Task to complete:
Up to and including the line that contains "Where can the blue patio", write out each line of the material from its first line, exactly.

Recorded information:
+---+
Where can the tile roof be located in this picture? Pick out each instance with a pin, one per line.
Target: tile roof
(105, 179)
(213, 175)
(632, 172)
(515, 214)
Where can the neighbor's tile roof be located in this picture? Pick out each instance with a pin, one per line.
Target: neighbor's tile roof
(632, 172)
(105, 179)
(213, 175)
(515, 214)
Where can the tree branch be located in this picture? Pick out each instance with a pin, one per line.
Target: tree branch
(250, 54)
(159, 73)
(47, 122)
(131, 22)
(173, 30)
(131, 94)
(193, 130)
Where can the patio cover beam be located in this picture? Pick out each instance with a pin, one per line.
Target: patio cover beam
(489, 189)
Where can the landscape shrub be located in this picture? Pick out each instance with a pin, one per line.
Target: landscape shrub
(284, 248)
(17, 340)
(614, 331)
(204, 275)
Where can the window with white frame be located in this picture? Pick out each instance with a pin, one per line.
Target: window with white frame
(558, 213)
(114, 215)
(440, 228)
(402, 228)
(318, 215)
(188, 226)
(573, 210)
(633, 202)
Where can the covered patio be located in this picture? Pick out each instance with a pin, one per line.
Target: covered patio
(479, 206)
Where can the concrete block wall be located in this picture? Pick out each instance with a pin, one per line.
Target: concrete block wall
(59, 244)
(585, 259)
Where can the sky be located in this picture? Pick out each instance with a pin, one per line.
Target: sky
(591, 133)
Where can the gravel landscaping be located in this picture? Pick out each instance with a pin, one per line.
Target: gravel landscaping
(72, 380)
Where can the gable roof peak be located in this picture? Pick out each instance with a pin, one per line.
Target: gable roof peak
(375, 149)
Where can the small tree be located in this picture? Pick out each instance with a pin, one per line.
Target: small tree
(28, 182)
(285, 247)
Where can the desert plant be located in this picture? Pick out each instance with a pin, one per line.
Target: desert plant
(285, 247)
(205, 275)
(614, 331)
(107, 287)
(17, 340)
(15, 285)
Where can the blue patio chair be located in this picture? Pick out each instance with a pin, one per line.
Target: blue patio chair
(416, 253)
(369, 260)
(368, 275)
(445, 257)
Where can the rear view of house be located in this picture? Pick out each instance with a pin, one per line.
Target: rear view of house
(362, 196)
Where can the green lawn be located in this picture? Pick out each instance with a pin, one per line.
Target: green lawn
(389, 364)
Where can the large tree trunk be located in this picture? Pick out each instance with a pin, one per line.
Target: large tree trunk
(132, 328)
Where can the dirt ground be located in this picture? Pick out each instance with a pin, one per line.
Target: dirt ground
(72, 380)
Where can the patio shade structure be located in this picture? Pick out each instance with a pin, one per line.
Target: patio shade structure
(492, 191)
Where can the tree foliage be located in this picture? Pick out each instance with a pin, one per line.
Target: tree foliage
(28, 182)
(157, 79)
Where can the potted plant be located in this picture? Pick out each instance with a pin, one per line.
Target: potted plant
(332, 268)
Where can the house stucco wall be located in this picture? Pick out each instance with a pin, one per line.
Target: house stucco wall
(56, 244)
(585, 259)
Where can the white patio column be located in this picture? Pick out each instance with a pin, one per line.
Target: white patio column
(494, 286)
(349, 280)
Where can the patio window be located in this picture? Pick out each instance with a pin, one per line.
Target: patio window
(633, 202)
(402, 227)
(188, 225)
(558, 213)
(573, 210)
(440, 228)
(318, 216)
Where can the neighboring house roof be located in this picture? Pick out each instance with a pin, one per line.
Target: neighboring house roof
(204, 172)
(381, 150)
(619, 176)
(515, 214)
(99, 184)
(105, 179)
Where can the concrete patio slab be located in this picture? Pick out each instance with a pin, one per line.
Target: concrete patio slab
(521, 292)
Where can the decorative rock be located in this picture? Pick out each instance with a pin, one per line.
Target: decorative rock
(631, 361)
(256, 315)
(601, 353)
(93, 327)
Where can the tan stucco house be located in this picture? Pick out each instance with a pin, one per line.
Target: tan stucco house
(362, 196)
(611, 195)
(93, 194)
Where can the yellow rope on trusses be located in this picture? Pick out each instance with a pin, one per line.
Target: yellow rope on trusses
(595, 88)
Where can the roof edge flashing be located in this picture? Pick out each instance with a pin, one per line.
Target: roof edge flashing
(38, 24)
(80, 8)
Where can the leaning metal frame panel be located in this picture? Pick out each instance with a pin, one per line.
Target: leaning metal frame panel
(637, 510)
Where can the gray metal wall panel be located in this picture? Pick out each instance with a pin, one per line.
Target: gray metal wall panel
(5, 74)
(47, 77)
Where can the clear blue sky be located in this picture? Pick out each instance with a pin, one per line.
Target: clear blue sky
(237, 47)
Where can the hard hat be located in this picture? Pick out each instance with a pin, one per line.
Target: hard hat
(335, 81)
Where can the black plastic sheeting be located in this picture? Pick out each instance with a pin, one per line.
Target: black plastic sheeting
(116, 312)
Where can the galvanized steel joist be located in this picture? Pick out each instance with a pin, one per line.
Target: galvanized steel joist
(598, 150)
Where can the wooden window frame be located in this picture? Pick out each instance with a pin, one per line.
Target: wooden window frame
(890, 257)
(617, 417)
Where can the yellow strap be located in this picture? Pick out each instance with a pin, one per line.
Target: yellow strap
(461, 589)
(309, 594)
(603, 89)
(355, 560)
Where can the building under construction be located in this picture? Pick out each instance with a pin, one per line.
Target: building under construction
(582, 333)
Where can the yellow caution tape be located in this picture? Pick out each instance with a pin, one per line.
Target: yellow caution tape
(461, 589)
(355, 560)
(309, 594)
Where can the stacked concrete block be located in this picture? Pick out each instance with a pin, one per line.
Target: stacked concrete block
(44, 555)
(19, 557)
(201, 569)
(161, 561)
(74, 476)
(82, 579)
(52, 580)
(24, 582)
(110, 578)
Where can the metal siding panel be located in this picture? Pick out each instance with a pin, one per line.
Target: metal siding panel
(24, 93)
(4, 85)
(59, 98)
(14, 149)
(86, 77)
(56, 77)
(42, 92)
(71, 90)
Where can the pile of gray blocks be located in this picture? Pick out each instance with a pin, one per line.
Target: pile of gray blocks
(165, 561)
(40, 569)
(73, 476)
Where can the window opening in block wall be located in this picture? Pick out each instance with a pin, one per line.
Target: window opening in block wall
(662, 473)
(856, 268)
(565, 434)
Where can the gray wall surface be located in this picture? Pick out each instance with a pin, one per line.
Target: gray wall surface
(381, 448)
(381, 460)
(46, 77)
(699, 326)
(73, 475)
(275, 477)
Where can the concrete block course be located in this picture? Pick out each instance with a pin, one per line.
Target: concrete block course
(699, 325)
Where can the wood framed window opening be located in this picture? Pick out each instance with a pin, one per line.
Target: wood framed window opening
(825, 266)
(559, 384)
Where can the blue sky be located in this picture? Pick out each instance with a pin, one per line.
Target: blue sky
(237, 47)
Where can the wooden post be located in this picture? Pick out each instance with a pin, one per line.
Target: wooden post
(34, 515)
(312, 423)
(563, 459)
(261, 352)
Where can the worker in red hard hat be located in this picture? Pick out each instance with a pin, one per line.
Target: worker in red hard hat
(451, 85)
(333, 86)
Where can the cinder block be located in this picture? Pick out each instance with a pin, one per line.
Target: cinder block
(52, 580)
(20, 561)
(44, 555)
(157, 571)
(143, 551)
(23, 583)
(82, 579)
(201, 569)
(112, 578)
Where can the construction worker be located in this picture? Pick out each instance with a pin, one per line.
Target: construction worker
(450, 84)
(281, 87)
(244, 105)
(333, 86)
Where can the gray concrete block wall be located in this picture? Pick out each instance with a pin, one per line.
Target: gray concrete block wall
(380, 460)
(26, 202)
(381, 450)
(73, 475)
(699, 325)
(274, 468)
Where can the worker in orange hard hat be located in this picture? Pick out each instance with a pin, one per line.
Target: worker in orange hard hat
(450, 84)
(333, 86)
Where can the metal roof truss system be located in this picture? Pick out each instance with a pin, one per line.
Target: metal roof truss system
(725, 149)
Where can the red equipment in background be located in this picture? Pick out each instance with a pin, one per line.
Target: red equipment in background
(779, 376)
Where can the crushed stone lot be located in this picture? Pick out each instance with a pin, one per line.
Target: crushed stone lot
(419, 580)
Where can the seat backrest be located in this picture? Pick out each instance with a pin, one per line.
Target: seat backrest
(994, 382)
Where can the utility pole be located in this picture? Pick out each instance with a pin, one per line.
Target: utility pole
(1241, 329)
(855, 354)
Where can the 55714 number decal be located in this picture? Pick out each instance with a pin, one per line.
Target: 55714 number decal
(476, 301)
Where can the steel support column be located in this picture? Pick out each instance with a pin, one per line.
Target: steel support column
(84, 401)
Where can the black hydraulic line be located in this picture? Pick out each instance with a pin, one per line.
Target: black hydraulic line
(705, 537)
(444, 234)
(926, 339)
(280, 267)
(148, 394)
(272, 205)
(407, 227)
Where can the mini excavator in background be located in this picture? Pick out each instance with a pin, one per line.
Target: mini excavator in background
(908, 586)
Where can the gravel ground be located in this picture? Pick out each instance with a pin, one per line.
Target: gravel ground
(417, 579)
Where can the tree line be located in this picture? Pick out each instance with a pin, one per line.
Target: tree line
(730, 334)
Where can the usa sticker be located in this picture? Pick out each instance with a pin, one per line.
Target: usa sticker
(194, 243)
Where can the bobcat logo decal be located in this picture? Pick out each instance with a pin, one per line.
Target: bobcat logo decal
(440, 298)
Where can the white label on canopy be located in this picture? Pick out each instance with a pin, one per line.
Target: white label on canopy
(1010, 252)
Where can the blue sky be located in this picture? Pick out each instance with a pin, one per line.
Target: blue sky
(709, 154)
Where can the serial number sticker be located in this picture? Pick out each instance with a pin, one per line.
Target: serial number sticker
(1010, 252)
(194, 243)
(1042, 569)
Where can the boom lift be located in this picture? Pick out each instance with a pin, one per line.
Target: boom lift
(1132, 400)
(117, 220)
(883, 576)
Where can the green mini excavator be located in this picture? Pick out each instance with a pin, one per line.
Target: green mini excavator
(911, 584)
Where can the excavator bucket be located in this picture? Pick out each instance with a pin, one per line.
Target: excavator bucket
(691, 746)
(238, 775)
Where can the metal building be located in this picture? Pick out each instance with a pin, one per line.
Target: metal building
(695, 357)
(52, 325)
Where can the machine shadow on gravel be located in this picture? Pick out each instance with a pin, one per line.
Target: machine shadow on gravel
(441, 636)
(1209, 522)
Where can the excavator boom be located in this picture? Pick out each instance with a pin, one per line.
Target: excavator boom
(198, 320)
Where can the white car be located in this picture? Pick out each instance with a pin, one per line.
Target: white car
+---+
Solution to the problem:
Where can the tile roof be located in this picture? Pick out each instance with a pin, one per line.
Target: tile roof
(105, 179)
(213, 175)
(632, 172)
(515, 214)
Where can the neighbor's tile roof be located in this picture? Pick out each instance with a pin, one per line.
Target: neighbor's tile roof
(632, 172)
(105, 179)
(213, 175)
(515, 214)
Where can the tree branch be located in this picture? Pick out each instance with a pin, one per line.
Target: tree branch
(250, 54)
(159, 73)
(47, 122)
(131, 22)
(173, 30)
(131, 94)
(193, 130)
Where can the patio cover beam be located in this picture? Pick out each instance with a pin, one per line.
Target: patio cover beam
(489, 189)
Where can the landscape shrub be located in this picture? Pick out each instance with a pin, one per line.
Target: landscape shrub
(284, 248)
(17, 340)
(614, 331)
(204, 275)
Where can the window with white frame be located in this picture? Pick out each instance with a pin, one per line.
Target: window with white frame
(558, 213)
(114, 215)
(440, 228)
(402, 228)
(318, 215)
(188, 226)
(573, 210)
(633, 202)
Where can the covered patio be located in this picture? Pick out each instance with a pin, one per line.
Target: covered patio
(479, 206)
Where can the concrete block wall be located in this picture? Pick out each instance with a pin, one per line.
Target: concrete block wall
(59, 244)
(585, 259)
Where can the sky be located in this picture? Pick out each instance with a pin, one per line.
Target: sky
(591, 133)
Where can the gravel landscaping be located in this picture? Pick out each instance with a pin, one per line.
Target: gravel landscaping
(72, 380)
Where can the gable roof peak be located in this picture? Pick out each instance with a pin, one per line.
Target: gable roof peak
(375, 149)
Where can the small tree be located in this picture? Pick out each instance with a pin, one per line.
Target: small tree
(28, 182)
(285, 247)
Where can the desert plant be located in this picture? Pick out each instance with a pin, one per line.
Target: desert plant
(285, 247)
(205, 275)
(614, 331)
(107, 287)
(17, 340)
(15, 285)
Where can the blue patio chair be located in this picture? Pick out each instance with a pin, one per line.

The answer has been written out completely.